## Goal of the exercise
Could you reproduce the data below, switching "Mark" to "Outline" everywhere it occurs and changing nothing else? Leave the pictures out of your copy.

━━━ Given data ━━━

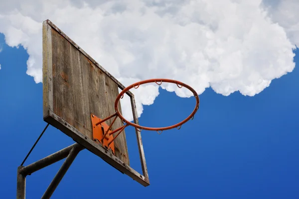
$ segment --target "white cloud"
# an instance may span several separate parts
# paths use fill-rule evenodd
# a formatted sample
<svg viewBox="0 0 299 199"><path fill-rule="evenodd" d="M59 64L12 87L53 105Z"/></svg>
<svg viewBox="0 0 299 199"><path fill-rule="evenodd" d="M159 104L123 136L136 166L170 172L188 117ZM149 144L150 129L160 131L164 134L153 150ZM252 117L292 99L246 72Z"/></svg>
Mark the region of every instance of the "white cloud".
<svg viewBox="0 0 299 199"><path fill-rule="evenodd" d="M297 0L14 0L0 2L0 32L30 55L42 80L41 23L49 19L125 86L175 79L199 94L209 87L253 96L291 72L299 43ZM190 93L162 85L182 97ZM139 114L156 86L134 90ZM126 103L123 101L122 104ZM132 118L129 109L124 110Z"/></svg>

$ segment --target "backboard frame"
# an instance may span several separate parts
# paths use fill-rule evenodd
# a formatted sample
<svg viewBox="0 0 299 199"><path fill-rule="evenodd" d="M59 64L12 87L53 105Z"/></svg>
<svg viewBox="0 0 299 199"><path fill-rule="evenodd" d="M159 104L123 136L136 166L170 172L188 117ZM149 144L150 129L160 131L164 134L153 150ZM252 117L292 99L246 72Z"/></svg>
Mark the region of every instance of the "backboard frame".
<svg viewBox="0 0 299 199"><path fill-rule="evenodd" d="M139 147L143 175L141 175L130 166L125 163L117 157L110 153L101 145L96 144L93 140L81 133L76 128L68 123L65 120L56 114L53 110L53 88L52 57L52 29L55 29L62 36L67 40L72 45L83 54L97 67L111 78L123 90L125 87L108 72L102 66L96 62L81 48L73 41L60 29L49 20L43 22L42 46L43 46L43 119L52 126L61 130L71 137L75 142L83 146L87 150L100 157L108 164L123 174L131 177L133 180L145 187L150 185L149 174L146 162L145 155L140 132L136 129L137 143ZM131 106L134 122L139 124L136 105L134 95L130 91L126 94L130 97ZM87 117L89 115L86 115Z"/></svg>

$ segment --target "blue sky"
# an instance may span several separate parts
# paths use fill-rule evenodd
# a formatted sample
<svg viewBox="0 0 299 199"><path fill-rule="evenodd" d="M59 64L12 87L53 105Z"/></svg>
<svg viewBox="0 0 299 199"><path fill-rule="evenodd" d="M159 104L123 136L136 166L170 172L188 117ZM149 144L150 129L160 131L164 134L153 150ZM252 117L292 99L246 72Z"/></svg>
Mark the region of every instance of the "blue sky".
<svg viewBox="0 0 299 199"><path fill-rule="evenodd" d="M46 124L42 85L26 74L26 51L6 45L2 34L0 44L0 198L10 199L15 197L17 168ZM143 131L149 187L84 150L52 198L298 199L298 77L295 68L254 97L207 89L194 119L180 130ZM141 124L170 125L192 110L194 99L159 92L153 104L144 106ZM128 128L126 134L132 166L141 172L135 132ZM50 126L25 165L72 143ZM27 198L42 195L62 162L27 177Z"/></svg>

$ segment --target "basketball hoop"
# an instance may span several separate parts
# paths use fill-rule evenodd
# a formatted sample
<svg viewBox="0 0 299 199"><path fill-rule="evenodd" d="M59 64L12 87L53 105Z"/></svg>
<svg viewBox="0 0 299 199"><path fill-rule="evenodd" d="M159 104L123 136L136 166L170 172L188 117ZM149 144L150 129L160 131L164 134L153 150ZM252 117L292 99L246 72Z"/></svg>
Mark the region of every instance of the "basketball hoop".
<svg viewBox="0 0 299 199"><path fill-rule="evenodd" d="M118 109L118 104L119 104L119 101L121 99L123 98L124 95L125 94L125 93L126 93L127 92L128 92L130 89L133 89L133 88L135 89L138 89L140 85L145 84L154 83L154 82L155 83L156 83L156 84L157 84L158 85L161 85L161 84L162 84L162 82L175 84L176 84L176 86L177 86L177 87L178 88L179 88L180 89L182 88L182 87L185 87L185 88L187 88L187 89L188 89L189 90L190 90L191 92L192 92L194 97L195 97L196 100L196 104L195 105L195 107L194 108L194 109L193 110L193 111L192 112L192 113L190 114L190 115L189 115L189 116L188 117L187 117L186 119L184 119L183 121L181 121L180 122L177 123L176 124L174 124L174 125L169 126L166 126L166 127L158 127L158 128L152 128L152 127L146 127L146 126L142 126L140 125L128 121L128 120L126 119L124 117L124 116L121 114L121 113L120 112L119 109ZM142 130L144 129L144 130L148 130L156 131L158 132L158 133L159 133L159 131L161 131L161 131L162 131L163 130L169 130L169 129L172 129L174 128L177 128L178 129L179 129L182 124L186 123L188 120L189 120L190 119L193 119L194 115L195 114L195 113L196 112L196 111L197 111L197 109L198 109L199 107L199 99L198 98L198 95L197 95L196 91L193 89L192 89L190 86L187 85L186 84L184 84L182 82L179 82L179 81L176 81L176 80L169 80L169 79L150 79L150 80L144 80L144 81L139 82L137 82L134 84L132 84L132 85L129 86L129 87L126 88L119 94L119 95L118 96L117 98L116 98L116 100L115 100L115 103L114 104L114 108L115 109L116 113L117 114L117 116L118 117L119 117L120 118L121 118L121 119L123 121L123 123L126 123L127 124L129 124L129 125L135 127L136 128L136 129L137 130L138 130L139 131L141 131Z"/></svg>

━━━

## Response to the exercise
$ segment --target "white cloud"
# an instance may span several separate parts
# paths use fill-rule evenodd
# a formatted sample
<svg viewBox="0 0 299 199"><path fill-rule="evenodd" d="M59 64L12 87L53 105Z"/></svg>
<svg viewBox="0 0 299 199"><path fill-rule="evenodd" d="M159 104L123 136L136 166L170 172L188 117ZM149 144L150 129L160 131L164 134L153 150ZM252 117L292 99L246 72Z"/></svg>
Outline the region of every instance of the "white cloud".
<svg viewBox="0 0 299 199"><path fill-rule="evenodd" d="M297 0L14 0L0 2L0 32L30 55L42 80L41 23L49 19L125 86L175 79L199 94L209 87L253 96L291 72L299 43ZM190 93L162 85L182 97ZM139 114L156 86L134 90ZM126 103L123 101L122 104ZM132 118L129 109L124 110Z"/></svg>

$ segment --target "backboard frame"
# an instance may span several separate parts
# paths use fill-rule evenodd
# a formatted sample
<svg viewBox="0 0 299 199"><path fill-rule="evenodd" d="M59 64L12 87L53 105Z"/></svg>
<svg viewBox="0 0 299 199"><path fill-rule="evenodd" d="M159 104L123 136L136 166L170 172L188 117ZM149 144L150 129L160 131L164 134L153 150ZM252 117L292 99L246 72Z"/></svg>
Outline the region of every instance of the "backboard frame".
<svg viewBox="0 0 299 199"><path fill-rule="evenodd" d="M139 147L143 175L141 175L130 166L125 163L117 157L110 153L101 145L96 144L93 140L81 133L76 128L68 123L65 120L56 114L53 110L53 88L52 57L52 29L55 29L62 36L67 40L72 45L83 54L97 67L111 78L123 90L125 87L108 72L102 66L96 62L81 48L73 41L60 29L49 20L43 22L42 46L43 46L43 119L52 126L61 130L71 137L75 142L83 146L87 150L100 157L108 164L123 174L131 177L133 180L145 187L150 185L149 174L146 162L145 155L140 132L136 129L137 143ZM131 106L134 122L139 124L136 105L134 95L130 91L126 94L130 97ZM87 117L89 115L86 115Z"/></svg>

$ segment --target "blue sky"
# an instance may span several separate parts
# paths use fill-rule evenodd
# a formatted sample
<svg viewBox="0 0 299 199"><path fill-rule="evenodd" d="M59 64L12 87L53 105Z"/></svg>
<svg viewBox="0 0 299 199"><path fill-rule="evenodd" d="M159 104L123 136L136 166L170 172L188 117ZM149 144L150 129L160 131L164 134L153 150ZM252 117L292 99L246 72Z"/></svg>
Outline the region of every instance of the "blue sky".
<svg viewBox="0 0 299 199"><path fill-rule="evenodd" d="M46 124L42 85L26 74L26 51L6 45L2 34L0 44L0 198L10 199L15 197L17 168ZM143 131L149 187L84 150L52 198L298 199L298 77L295 68L254 97L207 89L194 119L180 130ZM141 124L170 125L192 110L194 99L159 92L153 104L144 106ZM128 128L126 134L132 166L141 172L135 132ZM50 126L25 165L72 143ZM27 198L42 195L62 162L27 177Z"/></svg>

$ segment --target "basketball hoop"
# an instance may span several separate parts
# paths use fill-rule evenodd
# a formatted sample
<svg viewBox="0 0 299 199"><path fill-rule="evenodd" d="M59 64L12 87L53 105Z"/></svg>
<svg viewBox="0 0 299 199"><path fill-rule="evenodd" d="M159 104L123 136L136 166L170 172L188 117ZM149 144L150 129L160 131L164 134L153 150ZM252 117L292 99L246 72Z"/></svg>
Outline the region of every instance of the "basketball hoop".
<svg viewBox="0 0 299 199"><path fill-rule="evenodd" d="M118 109L118 104L119 104L119 101L121 99L123 98L124 95L125 94L125 93L126 93L127 92L128 92L130 89L133 89L133 88L135 89L138 89L140 85L145 84L154 83L154 82L155 83L156 83L156 84L157 84L158 85L161 85L161 84L162 84L162 82L175 84L176 84L176 86L177 86L177 87L178 88L179 88L180 89L182 88L182 87L185 87L185 88L187 88L187 89L188 89L189 90L190 90L191 92L192 92L194 97L195 97L196 100L196 104L195 105L195 107L194 108L194 109L193 110L193 111L192 112L192 113L190 114L190 115L189 115L189 116L188 117L187 117L186 119L184 119L183 121L181 121L180 122L177 123L176 124L174 124L174 125L169 126L166 126L166 127L158 127L158 128L152 128L152 127L146 127L146 126L142 126L140 125L128 121L128 120L126 119L124 117L124 116L121 114L121 113L120 112L119 109ZM142 130L144 129L144 130L148 130L156 131L158 132L158 133L159 133L159 131L161 131L161 131L162 131L163 130L169 130L169 129L172 129L174 128L177 128L178 129L179 129L182 124L186 123L188 120L189 120L190 119L193 119L194 115L195 114L195 113L196 112L196 111L197 111L197 109L198 109L199 107L199 99L198 98L198 95L197 95L196 91L193 89L192 89L190 86L187 85L186 84L184 84L182 82L179 82L179 81L176 81L176 80L169 80L169 79L150 79L150 80L144 80L144 81L139 82L137 82L134 84L132 84L132 85L129 86L129 87L126 88L119 94L119 95L118 96L117 98L116 98L116 100L115 100L115 103L114 104L114 108L115 109L116 113L117 114L117 116L118 117L119 117L120 118L121 118L121 119L123 121L123 123L126 123L127 124L129 124L129 125L135 127L136 128L136 129L137 130L138 130L139 131L141 131Z"/></svg>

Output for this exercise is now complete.